ARTICLE

>>

Id. at 203, 67 S.Ct. 1760.

In order to implement Chenery’s balancing test, we and several other courts of appeals apply a framework first laid out by the District of Columbia Circuit in Retail, Wholesale & Dep’t Store Union, AFL-CIO v. N.L.R.B., 466 F.2d 380 (D.C. Cir. 1972). We first indicated our preference for this framework in our decision in E.L. Wiegand Division v. N.L.R.B., 650 F.2d 463, 471 (3d Cir. 1981), and formally adopted it in Laborers’ International Union of North America, AFL-CIO v. Foster Wheeler Energy Corporation, 26 F.3d 375, 392 (3d Cir. 1994). Under this well-established standard, an agency may not retroactively apply a new rule of law in an adjudication if retroactive application would create “manifest injustice.” Laborers’ Int’l, 26 F.3d at 390.6 To determine whether retroactivity would create “manifest injustice,” we, again following the District of Columbia Circuit in Retail, Wholesale, have applied a five-factor test to guide our analysis. Laborers’ Int’l, 26 F.3d at 392. Specifically, we look to:

(1) whether the particular case is one of first impression, (2) whether the new rule represents an abrupt departure from well established practice or merely occupies a void in an unsettled area of law, (3) the extent to which the party against whom the new holding is applied in fact relied on the former rule, (4) the degree of the burden imposed, and (5) the statutory interest in application of this new rule.

Allegheny Ludlum Corp. v. NLRB, 301 F.3d 167, 180 (3d Cir. 2002) (quoting Laborers’ Int’l, 26 F.3d at 392). We now proceed to apply this test to the BIA’s retroactive application of Diaz-Lizarraga in Francisco’s case.7

The first factor looks to “whether the particular case is one of first impression.” Allegheny Ludlum, 301 F.3d at 180 (quoting Laborers’ Int’l, 26 F.3d at 392). “[A] case of ‘first impression’ is a case in which one party successfully urged the [agency] to change its rule while a case of ‘second impression’ is any subsequent case brought before the [agency] on the same issue.” Beneli v. NLRB, 873 F.3d 1094, 1099 (9th Cir. 2017) (citing Retail, Wholesale, 466 F.2d at 383–84, 387). Because “[e]very case of first impression has a retroactive effect,” the first factor weighs in favor of allowing retroactive application of the new rule in cases of first impression. Laborers’ Int’l, 26 F.3d at 392 (quoting Chenery, 332 U.S. at 203, 67 S.Ct. 1760).

<<

LISTED RECORDS
>>

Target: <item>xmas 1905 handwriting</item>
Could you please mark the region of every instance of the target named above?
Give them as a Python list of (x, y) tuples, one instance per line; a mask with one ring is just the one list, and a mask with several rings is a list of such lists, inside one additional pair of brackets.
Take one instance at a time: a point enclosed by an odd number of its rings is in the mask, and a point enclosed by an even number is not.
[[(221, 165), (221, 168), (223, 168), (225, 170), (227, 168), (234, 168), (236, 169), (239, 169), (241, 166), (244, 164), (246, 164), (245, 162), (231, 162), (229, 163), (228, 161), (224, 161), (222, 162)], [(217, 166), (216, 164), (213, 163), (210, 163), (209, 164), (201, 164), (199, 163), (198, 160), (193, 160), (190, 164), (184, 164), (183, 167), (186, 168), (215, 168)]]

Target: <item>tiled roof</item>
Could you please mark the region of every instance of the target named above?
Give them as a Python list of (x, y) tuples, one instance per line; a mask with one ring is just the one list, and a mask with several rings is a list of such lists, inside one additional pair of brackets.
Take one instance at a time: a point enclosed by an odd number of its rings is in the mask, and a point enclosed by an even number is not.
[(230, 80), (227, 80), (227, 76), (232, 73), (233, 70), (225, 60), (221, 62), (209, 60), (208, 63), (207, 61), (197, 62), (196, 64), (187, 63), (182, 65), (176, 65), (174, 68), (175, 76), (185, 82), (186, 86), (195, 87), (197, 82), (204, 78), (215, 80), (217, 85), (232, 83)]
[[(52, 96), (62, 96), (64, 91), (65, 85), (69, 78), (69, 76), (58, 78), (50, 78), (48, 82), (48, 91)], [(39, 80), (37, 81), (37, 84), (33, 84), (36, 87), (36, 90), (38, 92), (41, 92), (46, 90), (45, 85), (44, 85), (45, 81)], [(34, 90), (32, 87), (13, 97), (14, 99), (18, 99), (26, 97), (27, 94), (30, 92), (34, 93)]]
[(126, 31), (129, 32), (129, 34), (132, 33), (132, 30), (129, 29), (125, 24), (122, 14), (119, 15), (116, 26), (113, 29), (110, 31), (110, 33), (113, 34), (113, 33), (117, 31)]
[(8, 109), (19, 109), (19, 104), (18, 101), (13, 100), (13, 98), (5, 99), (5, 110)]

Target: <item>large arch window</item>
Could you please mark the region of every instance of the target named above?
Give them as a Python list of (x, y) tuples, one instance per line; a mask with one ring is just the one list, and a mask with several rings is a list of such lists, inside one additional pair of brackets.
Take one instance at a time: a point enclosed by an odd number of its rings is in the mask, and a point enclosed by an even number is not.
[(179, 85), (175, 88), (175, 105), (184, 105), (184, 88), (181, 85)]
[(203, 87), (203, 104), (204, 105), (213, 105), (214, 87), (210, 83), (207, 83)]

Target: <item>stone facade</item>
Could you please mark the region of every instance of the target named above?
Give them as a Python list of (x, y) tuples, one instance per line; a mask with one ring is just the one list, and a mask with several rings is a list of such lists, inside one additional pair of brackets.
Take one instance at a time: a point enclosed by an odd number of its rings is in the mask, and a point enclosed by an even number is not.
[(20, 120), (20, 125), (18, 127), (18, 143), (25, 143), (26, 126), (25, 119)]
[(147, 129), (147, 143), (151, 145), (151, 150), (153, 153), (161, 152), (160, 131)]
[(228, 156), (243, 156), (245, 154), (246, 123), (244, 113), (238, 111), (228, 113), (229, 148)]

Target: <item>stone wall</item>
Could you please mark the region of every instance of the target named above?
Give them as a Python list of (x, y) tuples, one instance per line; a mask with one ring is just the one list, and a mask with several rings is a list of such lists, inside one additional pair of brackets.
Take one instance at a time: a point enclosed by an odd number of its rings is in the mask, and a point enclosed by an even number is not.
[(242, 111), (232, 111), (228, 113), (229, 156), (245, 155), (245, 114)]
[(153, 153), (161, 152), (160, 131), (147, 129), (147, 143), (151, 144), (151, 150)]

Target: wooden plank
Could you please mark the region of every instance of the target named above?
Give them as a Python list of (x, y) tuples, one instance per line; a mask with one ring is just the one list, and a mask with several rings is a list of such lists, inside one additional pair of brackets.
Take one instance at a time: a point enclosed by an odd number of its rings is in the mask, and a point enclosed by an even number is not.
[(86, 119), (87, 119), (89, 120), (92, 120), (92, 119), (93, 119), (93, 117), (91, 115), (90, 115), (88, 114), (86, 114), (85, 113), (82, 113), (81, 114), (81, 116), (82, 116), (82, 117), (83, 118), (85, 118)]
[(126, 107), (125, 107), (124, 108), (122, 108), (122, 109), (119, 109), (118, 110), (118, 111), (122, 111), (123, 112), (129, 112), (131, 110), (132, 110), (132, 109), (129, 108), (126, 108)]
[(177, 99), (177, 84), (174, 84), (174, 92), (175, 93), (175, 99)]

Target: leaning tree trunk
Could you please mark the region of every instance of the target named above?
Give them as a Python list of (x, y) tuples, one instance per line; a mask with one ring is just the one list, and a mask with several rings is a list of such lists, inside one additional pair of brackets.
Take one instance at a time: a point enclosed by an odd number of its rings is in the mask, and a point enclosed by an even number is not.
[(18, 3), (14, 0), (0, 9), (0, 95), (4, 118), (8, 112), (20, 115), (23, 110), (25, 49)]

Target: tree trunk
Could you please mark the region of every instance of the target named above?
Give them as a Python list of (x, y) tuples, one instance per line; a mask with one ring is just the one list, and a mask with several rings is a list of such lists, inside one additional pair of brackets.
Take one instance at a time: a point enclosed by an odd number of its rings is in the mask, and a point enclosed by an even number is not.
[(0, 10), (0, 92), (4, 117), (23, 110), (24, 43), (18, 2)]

<<

TASK INSTRUCTIONS
1 > In the listing, rewrite the part that opens with the line containing "Target: <item>stone facade</item>" and closes with the line containing "144), (151, 150)]". Substitute "brick" for each "stone" and keep everything else unchanged.
2 > Resume the court opinion on the retroactive application of a new agency rule, picking up right after its final sentence.

THE ANSWERS
1 >
Target: <item>brick facade</item>
Could you please mark the region of every instance of the target named above?
Give them as a Python list of (x, y) tuples, one instance per line; a mask with one ring is just the one list, and a mask with several rings is a list of such lists, inside one additional pair of brackets.
Take one instance at a time: a point enclosed by an odd number of its rings is in the mask, and a point enclosed by an even number is not.
[(20, 120), (20, 125), (18, 127), (18, 143), (25, 143), (26, 126), (25, 119)]
[(147, 129), (147, 143), (151, 145), (151, 150), (153, 153), (161, 152), (160, 131)]
[(228, 156), (243, 156), (245, 154), (246, 123), (244, 113), (238, 111), (228, 113), (229, 148)]

Target: <item>brick wall</item>
Could you please mark the region of every instance of the target named above?
Give them as a Python list of (x, y) tuples, one instance per line; a mask with one ring is just the one list, and a mask with several rings is a list of such lists, inside one additional pair of brackets.
Take one instance at a time: a point enclosed by an odd number of its rings is in the mask, and a point enclosed by an even number is not.
[(242, 111), (232, 111), (228, 113), (229, 156), (245, 155), (245, 114)]
[(153, 153), (161, 152), (160, 131), (147, 129), (147, 143), (151, 144), (151, 150)]

2 >
This factor favors Francisco because his case clearly did not present a question of first impression. Diaz-Lizarraga was the case of first impression, because the BIA changed the intent necessary for a larceny crime to involve moral turpitude. See Diaz-Lizarraga, 26 I. & N. Dec. at 854–55. As this case was brought subsequent to Diaz-Lizarraga, it is a case of second impression. See Obeya, 884 F.3d at 445 (holding it was presented with a case of second impression); Garcia-Martinez, 886 F.3d at 1295 (holding, in the alternative, that it was presented with a case of second impression).

Second, we consider “whether the new rule represents an abrupt departure from well established practice or merely occupies a void in an unsettled area of law.” Allegheny Ludlum, 301 F.3d at 180 (quoting Laborers’ Int’l, 26 F.3d at 392). We find that the second factor also favors Francisco. See, e.g., Garcia-Martinez, 886 F.3d at 1295 (“[O]n its face, the decision to abandon the literally-permanent deprivation test was a rather abrupt change in the law, to say the least.”). The government argues that Diaz-Lizarraga was not an “abrupt departure” from prior law because the new Diaz-Lizarraga standard simply formalized BIA precedent that had been iteratively expanding the old standard without explicitly overruling or replacing it. It makes a number of arguments based on several BIA cases in which an intent to permanently deprive may have been presumed or used to distinguish from a temporary taking, urging that these precedents may have “led the Board in Francisco’s case to the same conclusion that the New York offense of second-degree grand larceny involves moral turpitude.” Resp. Br. at 31.

But these arguments are belied by the very text of the BIA’s decision in Diaz-Lizarraga. There, the BIA explicitly indicated that it intended the change to constitute an “update [to the BIA’s] existing jurisprudence,” 26 I. & N. Dec. at 852, that the BIA would not “continu[e] to adhere to” its prior standard, id. at 854, and that the BIA “overruled” any prior decisions that “required a literal intent to permanently deprive in order for a theft offense to be a crime involving moral turpitude,” id. at 855. This indicates that the BIA intended to and did make an “abrupt departure from well established practice.” Allegheny Ludlum, 301 F.3d at 180.

Moreover, we find the Second Circuit’s rigorous analysis and rejection of the government’s other arguments relating to this factor to be helpful to our analysis. In Obeya, the court noted that although the BIA had in certain cases presumed intent to permanently deprive where the offense statute did not explicitly require it, the BIA never actually “dispense[d] with the requirement of an intent to permanently deprive” before Diaz-Lizarraga. See Obeya, 884 F.3d at 446–47 (discussing Matter of Jurado-Delgado, 24 I. & N. Dec. 29 (B.I.A. 2006) and Matter of Grazley, 14 I. & N. Dec. 330 (B.I.A. 1973)).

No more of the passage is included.